__SOURCE TEXT__
* * *
The Combiner Process: The Combiner process, also known as the semi-reducer, is an optional step in Spark that summarizes Map output before passing it to the Reducer. In the context of K-Means, it combines results from multiple parallel executions to improve clustering efficiency. The process involves four main steps: (a) the dataset is split into subsets, and K-Means is run on each in parallel; (b) centroids from each subset are collected; (c) these centroids are averaged to form unified cluster centers; and (d) K-Means is re-run on the full dataset using the combined centroids to enhance accuracy. This process is implemented using Spark MLlib.
Cluster Merging: Cluster merging is an unsupervised learning technique that combines smaller clusters with larger ones based on similarity measures. This process simplifies data structure and improves clustering accuracy by refining group boundaries and enhancing overall data representation.
2.3.3.2 Parallelization Implementation of Hierarchical KNN Algorithm
The core of the student behavior prediction model involves using the K-nearest neighbor (KNN) algorithm to predict a student's behavior by analyzing the behavior of their K most similar peers [22]. This process is parallelized in Apache Spark using Resilient Distributed Datasets (RDDs) and involves six main steps. First, training and test data are loaded as RDDs or DataFrames and distributed across worker nodes, with training data optionally broadcasted. Second, the Euclidean distance between test and training points is computed in parallel using Spark's map function. Third, each test point's K nearest neighbors is selected using takeOrdered(), also in parallel. Fourth, predictions are made via majority voting from the K neighbors. Fifth, the predicted results are evaluated by comparing with actual labels, and accuracy is computed in parallel. Finally, performance is optimized by tuning Spark configurations and testing with various dataset sizes to ensure scalability and efficiency.
* * *
__DATA SHOWN__
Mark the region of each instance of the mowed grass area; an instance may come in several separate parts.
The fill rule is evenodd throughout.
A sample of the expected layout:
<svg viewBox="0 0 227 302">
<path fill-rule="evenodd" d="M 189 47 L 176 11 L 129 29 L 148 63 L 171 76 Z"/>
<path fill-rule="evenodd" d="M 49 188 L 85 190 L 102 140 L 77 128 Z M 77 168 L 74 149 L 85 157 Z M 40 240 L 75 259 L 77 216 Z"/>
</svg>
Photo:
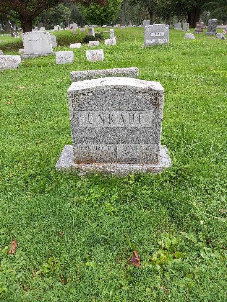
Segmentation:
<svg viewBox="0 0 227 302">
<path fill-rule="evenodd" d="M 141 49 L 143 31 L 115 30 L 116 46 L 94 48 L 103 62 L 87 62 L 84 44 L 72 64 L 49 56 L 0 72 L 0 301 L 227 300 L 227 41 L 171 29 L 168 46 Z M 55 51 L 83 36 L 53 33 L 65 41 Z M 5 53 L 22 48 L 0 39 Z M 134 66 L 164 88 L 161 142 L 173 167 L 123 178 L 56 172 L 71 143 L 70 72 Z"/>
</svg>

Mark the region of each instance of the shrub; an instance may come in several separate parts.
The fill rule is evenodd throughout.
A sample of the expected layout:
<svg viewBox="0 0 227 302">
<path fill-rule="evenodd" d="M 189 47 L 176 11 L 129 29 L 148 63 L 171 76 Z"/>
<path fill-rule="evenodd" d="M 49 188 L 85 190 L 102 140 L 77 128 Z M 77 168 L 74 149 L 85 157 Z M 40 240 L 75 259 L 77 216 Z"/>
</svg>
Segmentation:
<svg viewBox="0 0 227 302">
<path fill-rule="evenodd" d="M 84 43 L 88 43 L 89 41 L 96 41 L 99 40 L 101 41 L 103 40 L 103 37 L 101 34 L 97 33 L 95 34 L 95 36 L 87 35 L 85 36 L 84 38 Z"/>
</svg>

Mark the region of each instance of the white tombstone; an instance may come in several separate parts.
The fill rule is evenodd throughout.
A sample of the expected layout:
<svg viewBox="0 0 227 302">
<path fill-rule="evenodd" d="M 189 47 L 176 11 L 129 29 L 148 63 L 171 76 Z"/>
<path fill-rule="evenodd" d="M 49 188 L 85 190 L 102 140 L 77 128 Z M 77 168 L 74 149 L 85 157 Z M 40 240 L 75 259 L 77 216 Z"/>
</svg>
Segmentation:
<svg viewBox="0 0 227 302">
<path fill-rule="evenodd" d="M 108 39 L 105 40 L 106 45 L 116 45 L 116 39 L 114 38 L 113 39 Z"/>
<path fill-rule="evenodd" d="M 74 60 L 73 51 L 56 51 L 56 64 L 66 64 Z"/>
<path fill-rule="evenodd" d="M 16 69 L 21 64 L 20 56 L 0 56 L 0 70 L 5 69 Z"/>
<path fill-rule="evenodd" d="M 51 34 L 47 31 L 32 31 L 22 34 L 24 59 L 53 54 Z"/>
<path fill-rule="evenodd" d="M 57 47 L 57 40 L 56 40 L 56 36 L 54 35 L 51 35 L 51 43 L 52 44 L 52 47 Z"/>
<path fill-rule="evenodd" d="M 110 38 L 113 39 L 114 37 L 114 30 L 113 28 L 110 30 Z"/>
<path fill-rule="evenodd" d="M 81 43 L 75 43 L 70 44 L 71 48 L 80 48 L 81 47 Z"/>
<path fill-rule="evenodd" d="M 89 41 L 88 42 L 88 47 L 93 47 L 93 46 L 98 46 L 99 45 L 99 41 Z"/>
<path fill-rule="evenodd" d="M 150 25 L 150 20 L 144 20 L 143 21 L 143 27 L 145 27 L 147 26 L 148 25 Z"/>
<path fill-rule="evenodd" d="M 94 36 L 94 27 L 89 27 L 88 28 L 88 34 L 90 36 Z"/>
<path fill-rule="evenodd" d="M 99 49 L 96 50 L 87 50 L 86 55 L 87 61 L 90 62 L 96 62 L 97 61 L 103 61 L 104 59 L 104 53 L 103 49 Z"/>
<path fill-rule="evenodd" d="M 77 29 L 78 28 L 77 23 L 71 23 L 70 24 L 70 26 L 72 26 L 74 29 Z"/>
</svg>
* * *
__SET OF TASKS__
- A) Answer these questions from the text on Spark clustering and KNN:
(i) What other name does the text give for the Combiner process?
(ii) Which function is used to select each test point's K nearest neighbors?
(iii) How are predictions made from the K neighbors?
- B) List the four main steps of the Combiner process as the text on Spark clustering and KNN gives them.
- C) From the text on Spark clustering and KNN, write out the passage starting with "The Combiner Process: The" and going on through "using Spark MLlib.". Rename "centroids" as "cluster centroids" throughout.

__WORKED ANSWERS__
- A)
(i) The semi-reducer.
(ii) takeOrdered().
(iii) By majority voting.

- B)
(a) The dataset is split into subsets, and K-Means is run on each in parallel.
(b) Centroids from each subset are collected.
(c) These centroids are averaged to form unified cluster centers.
(d) K-Means is re-run on the full dataset using the combined centroids to enhance accuracy.

- C)
The Combiner Process: The Combiner process, also known as the semi-reducer, is an optional step in Spark that summarizes Map output before passing it to the Reducer. In the context of K-Means, it combines results from multiple parallel executions to improve clustering efficiency. The process involves four main steps: (a) the dataset is split into subsets, and K-Means is run on each in parallel; (b) cluster centroids from each subset are collected; (c) these cluster centroids are averaged to form unified cluster centers; and (d) K-Means is re-run on the full dataset using the combined cluster centroids to enhance accuracy. This process is implemented using Spark MLlib.